● Aufgabenstellung 1: Finde jede Zeile der Datensätze, die die Zeichenfolge „patterned“ enthält, und kopiere sie. Groß- und Kleinschreibung zählt dabei.
^^^^
Die Angebote lassen sich untergliedern in drei kommerzielle und ein Open-Source-System. Dabei repräsentierte »aDIS/BMS« der Firma aStec ein kommerzielles System, welches aus dem bestehenden Produkt heraus auf kontinuierliche Weiterentwicklung in enger Abstimmung mit den Bibliotheken setzt. Obwohl das System auch als gehosteter Service mit voller Mandantenfähigkeit eingesetzt werden kann, hat man sich hier bewusst gegen eine cloudbasierte Lösung entschieden. Der Entwicklungsschwerpunkt liegt auf der umfassenden Unterstützung interner Geschäftsgänge und auf der optimierten und vielfältig ausgestalteten Anbindung des Systems an die bestehende Verbundlandschaft.

Im Gegensatz dazu handelt es sich bei den ebenfalls kommerziellen Systemen der Firma Ex Libris mit »Alma« und OCLC mit »Worldshare Management System (WMS)« um reine Cloudsysteme, welche von Grund auf neu entwickelt werden. Der Schwerpunkt liegt auf der medientypunabhängigen, standardisierten Unterstützung sämtlicher Geschäftsgänge. Beide Systeme bieten darüber hinaus eine Entwicklerplattform für die funktionale Weiterentwicklung des Systems durch seine Anwender (PaaS). Alma verfügt zudem über umfangreiche Auswertungswerkzeuge für Überwachung und Management interner Abläufe.

Die Datenhaltung beziehungsweise das Datenmanagement erfolgt beim Einsatz von WMS cloudbasiert in Anbindung an den OCLC-eigenen Datenpool »WorldCat« und eine separat gehaltene Knowledge Base für elektronische Ressourcen. Die Einbindung der bestehenden Verbundstrukturen in ein neues Datenhaltungskonzept ist geplant. Dagegen hält Ex Libris die Daten in einer gemeinsamen, Ex Libris-eigenen virtuellen Infrastruktur, der sogenannten »Community Zone« vor, die zukünftig auch die herkömmlichen Services einer Verbundzentrale abdecken kann.
^^^^
● Aufgabenstellung 2: Welche Bibliothekssysteme nennt der Textauszug ausdrücklich beim Namen?
^^^^
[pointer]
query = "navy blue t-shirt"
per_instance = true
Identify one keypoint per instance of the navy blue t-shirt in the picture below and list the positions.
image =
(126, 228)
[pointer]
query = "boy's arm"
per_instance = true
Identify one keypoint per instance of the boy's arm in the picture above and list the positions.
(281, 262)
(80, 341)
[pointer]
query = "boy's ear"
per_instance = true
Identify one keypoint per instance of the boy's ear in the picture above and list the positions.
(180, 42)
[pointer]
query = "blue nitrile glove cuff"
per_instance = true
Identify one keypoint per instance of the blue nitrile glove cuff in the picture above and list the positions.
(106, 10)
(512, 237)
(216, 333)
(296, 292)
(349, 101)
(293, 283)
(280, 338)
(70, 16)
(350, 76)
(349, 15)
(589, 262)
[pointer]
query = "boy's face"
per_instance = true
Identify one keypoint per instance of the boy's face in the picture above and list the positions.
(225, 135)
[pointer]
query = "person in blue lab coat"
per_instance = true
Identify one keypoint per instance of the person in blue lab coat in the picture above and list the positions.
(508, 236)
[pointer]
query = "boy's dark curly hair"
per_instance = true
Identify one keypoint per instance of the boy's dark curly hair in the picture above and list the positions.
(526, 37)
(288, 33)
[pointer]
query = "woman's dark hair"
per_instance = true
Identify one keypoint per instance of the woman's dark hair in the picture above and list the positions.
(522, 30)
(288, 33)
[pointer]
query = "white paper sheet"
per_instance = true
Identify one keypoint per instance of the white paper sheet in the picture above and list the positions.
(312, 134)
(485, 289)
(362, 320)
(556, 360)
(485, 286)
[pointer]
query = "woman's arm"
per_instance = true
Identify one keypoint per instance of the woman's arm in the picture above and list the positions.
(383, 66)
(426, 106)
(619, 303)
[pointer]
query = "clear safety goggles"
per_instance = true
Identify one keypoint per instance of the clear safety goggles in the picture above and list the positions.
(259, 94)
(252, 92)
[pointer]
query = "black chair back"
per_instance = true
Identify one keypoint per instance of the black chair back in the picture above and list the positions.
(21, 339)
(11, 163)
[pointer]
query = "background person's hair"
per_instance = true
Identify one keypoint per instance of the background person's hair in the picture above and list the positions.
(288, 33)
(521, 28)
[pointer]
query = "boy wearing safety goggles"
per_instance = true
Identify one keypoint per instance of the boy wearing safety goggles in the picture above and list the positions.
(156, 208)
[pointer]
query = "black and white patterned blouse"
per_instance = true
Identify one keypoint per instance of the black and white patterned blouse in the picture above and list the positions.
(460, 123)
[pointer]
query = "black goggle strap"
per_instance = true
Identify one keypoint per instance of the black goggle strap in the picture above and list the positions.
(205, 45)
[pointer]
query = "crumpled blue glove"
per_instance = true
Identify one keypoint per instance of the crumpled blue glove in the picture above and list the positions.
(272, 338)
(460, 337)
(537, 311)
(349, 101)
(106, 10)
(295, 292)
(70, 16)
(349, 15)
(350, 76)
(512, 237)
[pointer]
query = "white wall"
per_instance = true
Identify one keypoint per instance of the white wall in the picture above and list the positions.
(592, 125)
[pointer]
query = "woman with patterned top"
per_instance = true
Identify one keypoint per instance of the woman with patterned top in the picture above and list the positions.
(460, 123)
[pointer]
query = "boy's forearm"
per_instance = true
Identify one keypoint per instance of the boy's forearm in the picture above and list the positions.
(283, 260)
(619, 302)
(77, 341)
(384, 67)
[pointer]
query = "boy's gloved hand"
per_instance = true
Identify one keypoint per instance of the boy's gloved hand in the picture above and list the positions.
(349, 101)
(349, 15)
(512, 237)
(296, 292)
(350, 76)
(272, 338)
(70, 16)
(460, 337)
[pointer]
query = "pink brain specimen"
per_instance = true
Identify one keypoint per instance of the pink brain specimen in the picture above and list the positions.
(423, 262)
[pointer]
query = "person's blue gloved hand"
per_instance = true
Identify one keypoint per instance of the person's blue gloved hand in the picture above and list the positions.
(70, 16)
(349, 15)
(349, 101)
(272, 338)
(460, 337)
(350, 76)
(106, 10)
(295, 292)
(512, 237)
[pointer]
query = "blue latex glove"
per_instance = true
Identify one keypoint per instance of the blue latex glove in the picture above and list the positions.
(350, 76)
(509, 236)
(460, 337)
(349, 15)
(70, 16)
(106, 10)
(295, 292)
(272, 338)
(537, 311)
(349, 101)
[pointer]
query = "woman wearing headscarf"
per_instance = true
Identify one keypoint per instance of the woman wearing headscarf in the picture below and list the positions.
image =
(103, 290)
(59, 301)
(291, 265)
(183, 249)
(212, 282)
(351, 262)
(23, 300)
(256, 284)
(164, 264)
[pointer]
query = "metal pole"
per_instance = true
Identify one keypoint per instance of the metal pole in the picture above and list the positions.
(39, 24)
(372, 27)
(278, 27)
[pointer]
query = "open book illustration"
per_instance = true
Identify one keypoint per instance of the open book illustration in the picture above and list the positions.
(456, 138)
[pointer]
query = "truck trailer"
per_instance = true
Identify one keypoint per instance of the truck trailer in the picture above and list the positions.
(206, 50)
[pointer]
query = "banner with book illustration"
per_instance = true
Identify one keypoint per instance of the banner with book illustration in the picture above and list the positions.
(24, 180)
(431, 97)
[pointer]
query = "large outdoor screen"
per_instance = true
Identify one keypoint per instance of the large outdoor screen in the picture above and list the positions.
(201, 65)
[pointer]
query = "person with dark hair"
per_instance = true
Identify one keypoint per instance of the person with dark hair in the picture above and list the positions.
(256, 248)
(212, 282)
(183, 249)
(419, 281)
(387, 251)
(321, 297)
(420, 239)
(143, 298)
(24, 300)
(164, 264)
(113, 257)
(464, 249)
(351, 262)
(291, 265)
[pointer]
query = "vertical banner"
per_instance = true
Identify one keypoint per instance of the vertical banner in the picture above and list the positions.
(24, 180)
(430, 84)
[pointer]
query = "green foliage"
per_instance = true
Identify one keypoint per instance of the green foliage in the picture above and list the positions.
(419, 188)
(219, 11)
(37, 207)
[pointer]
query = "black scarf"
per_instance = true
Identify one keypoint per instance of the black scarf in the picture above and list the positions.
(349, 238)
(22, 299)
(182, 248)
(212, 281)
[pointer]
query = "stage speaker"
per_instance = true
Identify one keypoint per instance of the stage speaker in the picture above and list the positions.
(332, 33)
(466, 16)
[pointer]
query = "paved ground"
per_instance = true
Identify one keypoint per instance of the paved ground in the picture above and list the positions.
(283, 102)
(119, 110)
^^^^
● Musterlösung 1:
query = "black and white patterned blouse"
Identify one keypoint per instance of the black and white patterned blouse in the picture above and list the positions.
query = "woman with patterned top"
Identify one keypoint per instance of the woman with patterned top in the picture above and list the positions.

● Musterlösung 2:
- aDIS/BMS
- Alma
- Worldshare Management System (WMS)